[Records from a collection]

──────────

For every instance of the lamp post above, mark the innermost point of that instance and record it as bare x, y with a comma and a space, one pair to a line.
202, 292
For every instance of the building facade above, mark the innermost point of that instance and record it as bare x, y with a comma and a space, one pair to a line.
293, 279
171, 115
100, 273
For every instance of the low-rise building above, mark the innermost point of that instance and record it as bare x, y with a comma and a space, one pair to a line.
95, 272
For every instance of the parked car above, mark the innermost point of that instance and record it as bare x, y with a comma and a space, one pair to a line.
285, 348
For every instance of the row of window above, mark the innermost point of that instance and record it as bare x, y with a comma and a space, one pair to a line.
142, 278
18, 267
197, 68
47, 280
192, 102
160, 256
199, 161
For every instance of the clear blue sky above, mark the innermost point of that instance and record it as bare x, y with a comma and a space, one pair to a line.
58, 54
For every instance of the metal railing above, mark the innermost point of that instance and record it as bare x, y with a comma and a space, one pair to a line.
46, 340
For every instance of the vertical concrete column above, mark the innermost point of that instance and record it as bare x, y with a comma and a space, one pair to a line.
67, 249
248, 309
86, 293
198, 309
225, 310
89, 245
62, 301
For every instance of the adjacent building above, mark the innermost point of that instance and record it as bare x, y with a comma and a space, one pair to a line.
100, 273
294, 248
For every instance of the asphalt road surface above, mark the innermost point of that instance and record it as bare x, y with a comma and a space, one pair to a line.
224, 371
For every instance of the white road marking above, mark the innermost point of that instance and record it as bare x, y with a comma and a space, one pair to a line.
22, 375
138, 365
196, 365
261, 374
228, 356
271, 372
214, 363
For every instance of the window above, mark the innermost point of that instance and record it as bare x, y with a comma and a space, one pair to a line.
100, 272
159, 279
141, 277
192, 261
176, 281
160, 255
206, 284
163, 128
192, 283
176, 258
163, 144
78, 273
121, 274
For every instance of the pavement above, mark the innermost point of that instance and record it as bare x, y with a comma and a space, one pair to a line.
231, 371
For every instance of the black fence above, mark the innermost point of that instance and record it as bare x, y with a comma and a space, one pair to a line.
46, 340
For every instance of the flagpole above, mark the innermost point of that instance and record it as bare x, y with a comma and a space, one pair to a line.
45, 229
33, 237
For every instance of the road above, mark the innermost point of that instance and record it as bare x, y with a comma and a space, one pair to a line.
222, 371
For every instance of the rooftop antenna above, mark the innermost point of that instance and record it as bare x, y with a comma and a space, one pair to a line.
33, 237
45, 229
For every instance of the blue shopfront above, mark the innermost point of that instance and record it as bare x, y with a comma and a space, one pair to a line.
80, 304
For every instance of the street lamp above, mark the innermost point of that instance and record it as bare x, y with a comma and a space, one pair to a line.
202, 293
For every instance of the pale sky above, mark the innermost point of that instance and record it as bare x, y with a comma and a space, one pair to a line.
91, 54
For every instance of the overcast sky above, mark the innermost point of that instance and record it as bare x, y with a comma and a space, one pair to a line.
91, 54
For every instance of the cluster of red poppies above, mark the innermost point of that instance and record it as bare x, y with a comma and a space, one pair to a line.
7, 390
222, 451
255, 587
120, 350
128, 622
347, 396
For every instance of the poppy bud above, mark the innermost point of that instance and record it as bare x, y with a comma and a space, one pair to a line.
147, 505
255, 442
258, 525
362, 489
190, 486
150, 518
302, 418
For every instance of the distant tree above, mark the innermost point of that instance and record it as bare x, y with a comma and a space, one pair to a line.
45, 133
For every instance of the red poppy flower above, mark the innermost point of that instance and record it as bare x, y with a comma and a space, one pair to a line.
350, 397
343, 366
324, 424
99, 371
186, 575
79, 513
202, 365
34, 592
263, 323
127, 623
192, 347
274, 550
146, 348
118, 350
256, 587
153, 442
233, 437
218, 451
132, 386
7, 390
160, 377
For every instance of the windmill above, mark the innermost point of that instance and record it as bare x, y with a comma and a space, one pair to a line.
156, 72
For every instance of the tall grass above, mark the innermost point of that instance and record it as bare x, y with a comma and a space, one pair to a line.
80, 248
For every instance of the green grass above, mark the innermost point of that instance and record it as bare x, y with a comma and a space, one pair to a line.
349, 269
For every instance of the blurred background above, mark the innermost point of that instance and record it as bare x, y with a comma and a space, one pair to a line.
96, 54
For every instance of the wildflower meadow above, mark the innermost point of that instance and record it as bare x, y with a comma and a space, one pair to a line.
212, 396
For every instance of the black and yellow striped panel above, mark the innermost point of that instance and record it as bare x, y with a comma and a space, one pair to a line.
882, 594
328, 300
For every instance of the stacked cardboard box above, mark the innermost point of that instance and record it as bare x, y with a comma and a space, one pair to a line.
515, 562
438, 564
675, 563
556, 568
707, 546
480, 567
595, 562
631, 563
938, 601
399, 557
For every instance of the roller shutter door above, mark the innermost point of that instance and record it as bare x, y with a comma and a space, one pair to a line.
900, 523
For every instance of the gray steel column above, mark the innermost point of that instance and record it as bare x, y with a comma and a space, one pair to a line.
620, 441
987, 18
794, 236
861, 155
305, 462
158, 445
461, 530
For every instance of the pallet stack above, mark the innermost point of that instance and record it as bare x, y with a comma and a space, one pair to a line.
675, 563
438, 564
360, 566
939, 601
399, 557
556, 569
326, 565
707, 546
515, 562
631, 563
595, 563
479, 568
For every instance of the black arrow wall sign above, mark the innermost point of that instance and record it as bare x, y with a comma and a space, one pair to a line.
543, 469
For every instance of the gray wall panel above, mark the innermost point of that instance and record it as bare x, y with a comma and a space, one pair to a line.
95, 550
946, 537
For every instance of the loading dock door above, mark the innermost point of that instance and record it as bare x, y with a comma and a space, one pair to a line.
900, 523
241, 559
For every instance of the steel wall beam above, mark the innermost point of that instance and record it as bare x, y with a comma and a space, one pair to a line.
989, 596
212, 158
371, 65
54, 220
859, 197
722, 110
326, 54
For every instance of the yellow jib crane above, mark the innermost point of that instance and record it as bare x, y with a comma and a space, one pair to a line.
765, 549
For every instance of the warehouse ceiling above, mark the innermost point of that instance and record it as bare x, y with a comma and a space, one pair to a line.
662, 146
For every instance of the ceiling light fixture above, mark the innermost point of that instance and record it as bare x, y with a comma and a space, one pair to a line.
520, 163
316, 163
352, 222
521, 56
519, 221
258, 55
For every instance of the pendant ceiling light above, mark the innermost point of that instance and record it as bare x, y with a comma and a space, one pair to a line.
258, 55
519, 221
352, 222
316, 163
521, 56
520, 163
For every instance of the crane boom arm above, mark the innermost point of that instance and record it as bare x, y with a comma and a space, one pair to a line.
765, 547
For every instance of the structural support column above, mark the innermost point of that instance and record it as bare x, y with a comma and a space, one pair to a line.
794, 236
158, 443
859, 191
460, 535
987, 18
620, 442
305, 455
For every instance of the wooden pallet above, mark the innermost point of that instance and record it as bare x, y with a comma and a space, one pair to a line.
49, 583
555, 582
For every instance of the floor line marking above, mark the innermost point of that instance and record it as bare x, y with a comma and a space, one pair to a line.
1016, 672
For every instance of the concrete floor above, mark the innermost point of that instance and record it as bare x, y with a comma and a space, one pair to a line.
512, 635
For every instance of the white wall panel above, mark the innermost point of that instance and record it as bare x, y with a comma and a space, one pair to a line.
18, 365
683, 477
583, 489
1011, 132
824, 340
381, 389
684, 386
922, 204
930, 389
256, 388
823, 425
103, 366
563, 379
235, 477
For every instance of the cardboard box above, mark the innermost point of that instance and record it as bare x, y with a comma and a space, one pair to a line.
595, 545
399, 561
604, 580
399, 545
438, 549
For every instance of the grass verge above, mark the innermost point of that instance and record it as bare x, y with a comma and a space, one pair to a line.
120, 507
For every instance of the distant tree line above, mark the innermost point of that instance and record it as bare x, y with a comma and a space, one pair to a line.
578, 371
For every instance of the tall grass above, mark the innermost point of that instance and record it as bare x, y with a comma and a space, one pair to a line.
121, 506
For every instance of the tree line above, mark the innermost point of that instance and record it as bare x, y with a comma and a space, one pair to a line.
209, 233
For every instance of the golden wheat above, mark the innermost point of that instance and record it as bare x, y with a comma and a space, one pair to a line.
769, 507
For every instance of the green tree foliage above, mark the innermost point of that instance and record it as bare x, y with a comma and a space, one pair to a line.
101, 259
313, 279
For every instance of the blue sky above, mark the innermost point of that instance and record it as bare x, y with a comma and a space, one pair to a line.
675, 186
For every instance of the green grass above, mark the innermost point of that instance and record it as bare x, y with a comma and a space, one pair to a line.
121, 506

──────────

What to work on
Starting at the line that contains "For every instance of the grass" and ending at the last line of the records, write out those lines again with their requests, and add 85 to every x and y coordinate in the answers.

The solution
For every instance of the grass verge above, mark the innermost point of that instance and record it as bare x, y with a comma and a space, one pair to a line.
205, 592
For every instance of the distant tree line above, mark the innermost point of that instance and record it as bare x, y with a comma and a space, one pair to a line.
663, 456
For every instance of the tall grass above, mark the innermost point of that instance and record it as bare x, y with a comma and a space, one pair to a line.
206, 591
For every instance of the tree line above, mark the innermost point of that instance and record it as bare x, y with a comma and a space, one pair to a line.
294, 318
For every instance of the golden wheat above, mark the innermost point of that instance and record it as bare x, y with a comma and a space, one pair to a line.
854, 592
For every instance of the green tree foliage above, mark the innermost point of that instance and record it as bare x, y with a comma and a space, one pair to a line.
186, 344
398, 364
For every instance of the blue sky above, mark the innermost point of that instance and record it as bare x, y with a comma and a space, one pair to a line.
760, 271
For every instance of the green grass above, mark the innermost point of that instance and record it as bare x, y with a comma and a space, one pair to a line.
206, 591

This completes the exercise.